- To do
Write out exactly the lines running from the one that contains "Reviewer note: every instance of the signpost" through the end of the material.

- Records for this exercise
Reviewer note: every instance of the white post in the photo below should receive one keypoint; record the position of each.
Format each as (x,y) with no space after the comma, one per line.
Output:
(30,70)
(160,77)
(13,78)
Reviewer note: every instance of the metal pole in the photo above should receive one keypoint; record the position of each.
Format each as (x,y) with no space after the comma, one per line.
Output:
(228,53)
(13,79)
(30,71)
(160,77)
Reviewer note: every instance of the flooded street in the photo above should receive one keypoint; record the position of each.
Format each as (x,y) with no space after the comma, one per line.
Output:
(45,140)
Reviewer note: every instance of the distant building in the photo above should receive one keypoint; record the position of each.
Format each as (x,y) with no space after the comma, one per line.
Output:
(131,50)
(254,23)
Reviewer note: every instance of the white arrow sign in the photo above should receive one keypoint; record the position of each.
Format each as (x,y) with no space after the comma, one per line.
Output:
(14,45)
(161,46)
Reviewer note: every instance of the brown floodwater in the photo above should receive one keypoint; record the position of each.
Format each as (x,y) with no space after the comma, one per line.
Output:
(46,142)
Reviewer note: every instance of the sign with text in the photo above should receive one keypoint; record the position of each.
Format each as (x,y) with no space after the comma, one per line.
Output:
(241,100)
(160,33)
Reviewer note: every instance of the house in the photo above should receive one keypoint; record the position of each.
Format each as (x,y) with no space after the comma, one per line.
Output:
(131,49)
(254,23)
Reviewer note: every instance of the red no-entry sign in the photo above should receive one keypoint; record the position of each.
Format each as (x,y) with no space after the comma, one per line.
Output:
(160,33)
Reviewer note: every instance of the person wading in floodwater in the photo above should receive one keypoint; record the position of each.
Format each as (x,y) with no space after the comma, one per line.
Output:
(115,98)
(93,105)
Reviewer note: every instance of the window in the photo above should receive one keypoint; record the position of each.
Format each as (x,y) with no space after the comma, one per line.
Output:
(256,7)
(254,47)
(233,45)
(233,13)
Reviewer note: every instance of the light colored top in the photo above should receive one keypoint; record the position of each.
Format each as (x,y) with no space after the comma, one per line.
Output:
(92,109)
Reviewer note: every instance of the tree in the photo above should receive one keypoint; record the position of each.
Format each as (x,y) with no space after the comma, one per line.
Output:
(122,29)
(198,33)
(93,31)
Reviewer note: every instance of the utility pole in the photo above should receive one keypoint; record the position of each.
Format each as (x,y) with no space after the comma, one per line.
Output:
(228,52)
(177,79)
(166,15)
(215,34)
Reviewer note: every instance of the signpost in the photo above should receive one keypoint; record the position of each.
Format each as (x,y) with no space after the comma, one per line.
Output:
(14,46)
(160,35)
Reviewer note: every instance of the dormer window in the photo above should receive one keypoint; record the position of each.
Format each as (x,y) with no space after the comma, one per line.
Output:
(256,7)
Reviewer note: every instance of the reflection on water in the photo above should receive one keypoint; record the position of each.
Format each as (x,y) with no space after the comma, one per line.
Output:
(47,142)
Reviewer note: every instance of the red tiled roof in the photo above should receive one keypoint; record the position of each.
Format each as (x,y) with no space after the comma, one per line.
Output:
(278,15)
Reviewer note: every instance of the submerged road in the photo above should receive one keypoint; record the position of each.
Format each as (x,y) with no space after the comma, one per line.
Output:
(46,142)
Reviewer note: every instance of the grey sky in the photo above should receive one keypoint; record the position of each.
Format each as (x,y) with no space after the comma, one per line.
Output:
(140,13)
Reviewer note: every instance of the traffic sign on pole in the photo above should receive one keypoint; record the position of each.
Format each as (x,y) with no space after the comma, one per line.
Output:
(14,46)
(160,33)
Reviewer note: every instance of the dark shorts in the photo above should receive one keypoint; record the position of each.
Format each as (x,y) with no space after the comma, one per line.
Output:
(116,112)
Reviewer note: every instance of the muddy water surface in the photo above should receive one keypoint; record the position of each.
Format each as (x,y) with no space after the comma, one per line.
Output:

- Solution below
Reviewer note: every instance of the signpost in the photo above should receive one keypoint; record the position of each.
Format each as (x,y) with no space after the comma, one per line.
Output:
(14,46)
(160,35)
Reviewer note: every instance of the dormer window in the photo above should receive one keypoint; record the position of each.
Format each as (x,y) with no space after the comma, one per line.
Output:
(256,7)
Reviewer note: every instance of the reflection on water in the photo above should receive one keypoint; record the position of each.
Format each as (x,y) with no space after the comma, one per line.
Output:
(47,142)
Reviewer note: every instance of the red tiled roof in the photo above should receive one keypoint; record the position of each.
Format each as (x,y) with no space after the comma, one per line.
Output:
(278,15)
Reviewer note: every instance of the submerged road in the photo above should receive one keypoint; record the position of each.
Format each as (x,y) with no space after the comma, one per line.
Output:
(46,142)
Reviewer note: every instance of the grey sky in the photo above should receive one keypoint; record the position of each.
Format each as (x,y) with no space after the comma, one per line.
Output:
(140,13)
Reviewer note: every instance of the traffic sign on pole in the photo above should receive one keypoint; record the position of each.
Format each as (x,y) with no space after the comma, one per line.
Output:
(14,46)
(160,33)
Reviewer note: every instance of the dark shorts in the photo above should receive one keypoint; record the position of each.
Format each as (x,y) with no space after the comma, one per line.
Output:
(116,112)
Reviewer note: every instance of the muddy water surface in the photo above should receive one keypoint; record the position of each.
Format each as (x,y) with no space after the comma, one per line.
Output:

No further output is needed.